Collected data:
════════════════

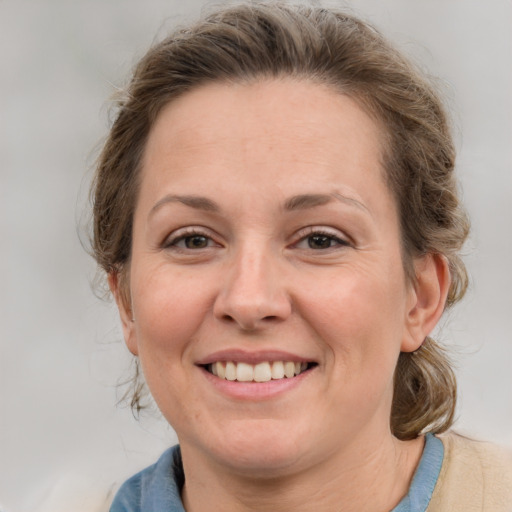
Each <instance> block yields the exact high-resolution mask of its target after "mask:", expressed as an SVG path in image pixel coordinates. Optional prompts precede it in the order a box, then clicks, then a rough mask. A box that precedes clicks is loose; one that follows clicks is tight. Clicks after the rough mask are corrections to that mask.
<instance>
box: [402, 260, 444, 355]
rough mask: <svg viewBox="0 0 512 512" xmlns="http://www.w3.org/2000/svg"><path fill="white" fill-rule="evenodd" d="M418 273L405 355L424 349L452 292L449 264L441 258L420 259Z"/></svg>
mask: <svg viewBox="0 0 512 512" xmlns="http://www.w3.org/2000/svg"><path fill="white" fill-rule="evenodd" d="M414 271H415V276H416V281H415V282H414V283H412V284H411V293H410V301H409V304H408V307H407V311H406V325H405V326H406V329H405V333H404V338H403V341H402V346H401V351H402V352H414V351H415V350H417V349H418V348H420V346H421V344H422V343H423V341H424V340H425V338H426V337H427V336H428V335H429V334H430V333H431V332H432V330H433V329H434V327H435V326H436V324H437V322H438V321H439V319H440V318H441V315H442V314H443V311H444V307H445V304H446V298H447V296H448V290H449V288H450V280H451V279H450V271H449V268H448V261H447V259H446V258H445V257H444V256H443V255H441V254H427V255H425V256H421V257H420V258H417V259H416V260H415V261H414Z"/></svg>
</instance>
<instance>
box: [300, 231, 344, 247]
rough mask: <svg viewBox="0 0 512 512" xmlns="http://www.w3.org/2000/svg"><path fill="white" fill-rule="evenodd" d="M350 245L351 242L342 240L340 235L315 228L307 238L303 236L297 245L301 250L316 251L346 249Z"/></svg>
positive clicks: (306, 235)
mask: <svg viewBox="0 0 512 512" xmlns="http://www.w3.org/2000/svg"><path fill="white" fill-rule="evenodd" d="M301 234H302V233H301ZM349 245H350V244H349V242H348V241H347V240H344V239H343V238H341V236H339V235H338V234H335V233H331V232H329V231H323V230H317V229H314V228H313V229H311V230H310V231H309V233H307V234H306V235H305V236H304V235H303V236H302V238H301V239H300V240H299V242H298V243H297V244H295V246H296V247H297V248H299V249H313V250H315V251H321V250H326V249H332V248H335V247H346V246H349Z"/></svg>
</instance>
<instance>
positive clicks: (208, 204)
mask: <svg viewBox="0 0 512 512" xmlns="http://www.w3.org/2000/svg"><path fill="white" fill-rule="evenodd" d="M169 203H181V204H184V205H185V206H190V208H195V209H196V210H203V211H206V212H218V211H220V208H219V206H218V205H217V203H215V202H213V201H212V200H211V199H208V198H207V197H202V196H179V195H167V196H165V197H163V198H162V199H160V200H159V201H157V203H156V204H155V205H154V206H153V208H151V210H150V212H149V216H151V215H153V214H154V213H155V212H156V211H157V210H159V209H160V208H161V207H162V206H163V205H164V204H169Z"/></svg>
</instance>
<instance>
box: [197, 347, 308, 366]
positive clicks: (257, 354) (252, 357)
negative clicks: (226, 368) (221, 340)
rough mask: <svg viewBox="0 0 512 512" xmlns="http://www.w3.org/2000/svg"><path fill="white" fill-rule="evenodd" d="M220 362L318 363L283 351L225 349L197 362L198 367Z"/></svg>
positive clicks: (302, 357) (239, 349)
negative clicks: (284, 361) (279, 361)
mask: <svg viewBox="0 0 512 512" xmlns="http://www.w3.org/2000/svg"><path fill="white" fill-rule="evenodd" d="M219 361H234V362H237V363H247V364H258V363H264V362H266V361H269V362H274V361H292V362H294V363H317V361H316V360H315V359H314V358H307V357H302V356H299V355H297V354H292V353H291V352H285V351H281V350H259V351H257V352H251V351H248V350H241V349H225V350H219V351H217V352H213V353H212V354H208V355H207V356H205V357H203V358H201V359H199V360H197V361H196V362H195V364H196V365H197V366H206V365H208V364H212V363H217V362H219Z"/></svg>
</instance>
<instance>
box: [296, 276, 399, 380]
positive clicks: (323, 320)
mask: <svg viewBox="0 0 512 512" xmlns="http://www.w3.org/2000/svg"><path fill="white" fill-rule="evenodd" d="M402 283H403V278H402V276H401V274H400V273H398V272H396V271H395V272H385V271H383V272H379V273H371V272H369V271H368V272H363V271H360V272H348V271H347V272H345V273H344V274H343V275H342V273H341V272H340V273H339V279H338V280H336V279H333V280H332V281H331V284H330V286H329V289H328V293H323V294H322V296H321V300H317V301H316V302H314V303H313V302H312V301H310V302H309V304H308V305H307V306H306V307H304V312H305V313H304V314H305V315H309V319H310V320H309V324H310V325H312V326H314V328H315V330H316V331H317V334H318V336H319V338H320V339H322V340H325V341H326V349H327V350H329V351H330V352H331V354H332V356H333V357H332V360H333V362H334V363H333V364H334V365H335V366H336V367H338V368H341V371H340V372H337V373H338V375H339V376H340V378H342V379H344V380H345V379H346V380H347V381H349V382H357V381H360V379H361V378H365V379H369V380H372V379H373V378H374V377H375V378H377V377H378V375H380V376H381V377H382V378H384V379H388V378H390V376H392V374H393V372H394V368H395V365H396V360H397V358H398V354H399V352H400V346H401V342H402V336H403V329H404V301H405V293H404V288H403V284H402ZM317 298H318V297H317ZM363 376H364V377H363Z"/></svg>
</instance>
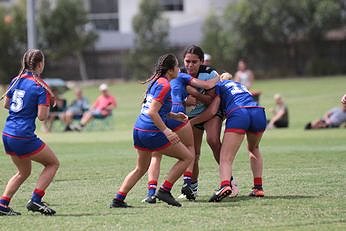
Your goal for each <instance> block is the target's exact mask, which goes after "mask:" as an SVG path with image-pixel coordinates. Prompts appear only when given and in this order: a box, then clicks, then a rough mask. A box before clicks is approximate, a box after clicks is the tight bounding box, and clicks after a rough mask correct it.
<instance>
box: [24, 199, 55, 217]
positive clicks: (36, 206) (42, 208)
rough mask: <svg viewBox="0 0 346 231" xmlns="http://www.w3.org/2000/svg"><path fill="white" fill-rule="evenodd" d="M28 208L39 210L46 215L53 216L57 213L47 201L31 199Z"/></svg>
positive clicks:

════════════════

Action item ->
Go through the entries above and print each one exactly, minus the pictures.

Answer for the task ->
Each <instance> block yields the exact high-resolution mask of its target after "mask:", expressed as an SVG path in image pixel coordinates. Optional prompts precede it in the order a box, then clicks, then a rough mask. A box that precedes clicks is loose; one that follows clicks is tight. Clicks after the rough mask are corrections to that mask.
<instance>
box: [402, 260, 444, 355]
rough mask: <svg viewBox="0 0 512 512" xmlns="http://www.w3.org/2000/svg"><path fill="white" fill-rule="evenodd" d="M418 273L405 355L424 349L452 292L449 264L441 258L420 259Z"/></svg>
mask: <svg viewBox="0 0 512 512" xmlns="http://www.w3.org/2000/svg"><path fill="white" fill-rule="evenodd" d="M414 271H415V276H416V281H415V282H414V283H412V284H411V293H410V301H409V304H408V307H407V311H406V325H405V326H406V329H405V333H404V338H403V341H402V346H401V351H402V352H414V351H415V350H417V349H418V348H420V346H421V344H422V343H423V341H424V340H425V338H426V337H427V336H428V335H429V334H430V333H431V332H432V330H433V329H434V327H435V326H436V324H437V322H438V321H439V319H440V318H441V315H442V314H443V311H444V307H445V304H446V298H447V296H448V290H449V288H450V280H451V279H450V271H449V268H448V261H447V259H446V258H445V257H444V256H443V255H441V254H427V255H425V256H421V257H420V258H417V259H416V260H415V261H414Z"/></svg>
</instance>
<instance>
box: [300, 231, 344, 247]
rough mask: <svg viewBox="0 0 512 512" xmlns="http://www.w3.org/2000/svg"><path fill="white" fill-rule="evenodd" d="M350 245L351 242L342 240L340 235L315 228L307 238L303 236L297 245L301 250L316 251L346 249Z"/></svg>
positive clicks: (306, 235)
mask: <svg viewBox="0 0 512 512" xmlns="http://www.w3.org/2000/svg"><path fill="white" fill-rule="evenodd" d="M301 234H302V233H301ZM349 245H350V244H349V242H348V241H347V240H344V239H343V238H341V236H339V235H338V234H335V233H331V232H329V231H323V230H317V229H314V228H313V229H311V230H310V231H309V233H307V234H306V235H305V236H304V235H303V236H302V238H301V239H300V240H299V242H298V243H297V244H295V246H296V247H297V248H299V249H313V250H315V251H321V250H326V249H332V248H335V247H346V246H349Z"/></svg>
</instance>
<instance>
positive clicks: (208, 204)
mask: <svg viewBox="0 0 512 512" xmlns="http://www.w3.org/2000/svg"><path fill="white" fill-rule="evenodd" d="M169 203H181V204H184V205H185V206H190V208H195V209H196V210H203V211H206V212H218V211H220V208H219V206H218V205H217V203H215V202H213V201H212V200H211V199H208V198H207V197H202V196H179V195H167V196H165V197H163V198H162V199H160V200H159V201H157V203H156V204H155V205H154V206H153V208H151V210H150V212H149V216H151V215H153V214H154V213H155V212H156V211H157V210H159V209H160V208H161V207H162V206H163V205H164V204H169Z"/></svg>
</instance>
<instance>
box: [197, 347, 308, 366]
positive clicks: (257, 354) (252, 357)
negative clicks: (226, 368) (221, 340)
rough mask: <svg viewBox="0 0 512 512" xmlns="http://www.w3.org/2000/svg"><path fill="white" fill-rule="evenodd" d="M220 362L318 363L283 351L225 349L197 362L198 367Z"/></svg>
positive clicks: (302, 357) (239, 349)
negative clicks: (284, 361) (279, 361)
mask: <svg viewBox="0 0 512 512" xmlns="http://www.w3.org/2000/svg"><path fill="white" fill-rule="evenodd" d="M219 361H234V362H237V363H247V364H258V363H264V362H266V361H269V362H274V361H292V362H294V363H317V361H316V360H315V359H314V358H307V357H302V356H299V355H297V354H292V353H291V352H285V351H281V350H259V351H257V352H251V351H248V350H241V349H225V350H219V351H217V352H213V353H212V354H208V355H207V356H205V357H203V358H201V359H199V360H197V361H196V362H195V364H196V365H197V366H206V365H208V364H212V363H217V362H219Z"/></svg>
</instance>
<instance>
box: [296, 276, 399, 380]
positive clicks: (323, 320)
mask: <svg viewBox="0 0 512 512" xmlns="http://www.w3.org/2000/svg"><path fill="white" fill-rule="evenodd" d="M402 283H403V278H402V276H401V274H400V273H398V272H396V271H395V272H385V271H383V272H379V273H371V272H369V271H368V272H363V271H360V272H348V271H347V272H345V273H344V274H343V275H342V273H341V272H340V273H339V279H338V280H336V279H333V280H332V281H331V284H330V286H329V289H328V293H323V294H322V296H321V300H317V301H316V302H314V303H313V302H312V301H310V302H309V304H308V305H307V306H306V307H304V312H305V313H304V314H305V315H309V319H310V320H309V324H310V325H312V326H314V328H315V330H316V331H317V334H318V336H319V338H320V339H322V340H325V341H326V349H327V350H329V351H330V352H331V354H332V356H333V357H332V360H333V362H334V363H333V364H334V365H335V366H336V367H338V368H341V371H340V372H337V373H338V375H339V376H340V378H342V379H344V380H345V379H346V380H347V381H349V382H357V381H360V379H361V378H365V379H369V380H372V379H373V378H374V377H375V378H377V377H378V375H380V376H381V377H382V378H384V379H388V378H390V376H392V374H393V372H394V368H395V365H396V360H397V358H398V354H399V352H400V346H401V342H402V336H403V329H404V301H405V293H404V288H403V284H402ZM317 298H318V297H317ZM363 376H364V377H363Z"/></svg>
</instance>
Your goal for each <instance> block is the target's exact mask, which goes after "mask:" as an SVG path with image-pixel coordinates. Prompts appear only when given and in this order: a box, then clicks, then a rough mask. A box before clicks is approximate, a box after clicks is the tight bounding box, and clicks after a rough mask correct it.
<instance>
box: [24, 199, 55, 217]
positive clicks: (36, 206) (42, 208)
rough mask: <svg viewBox="0 0 346 231" xmlns="http://www.w3.org/2000/svg"><path fill="white" fill-rule="evenodd" d="M28 208L39 210L46 215L53 216L57 213L47 201L31 199Z"/></svg>
positive clicks:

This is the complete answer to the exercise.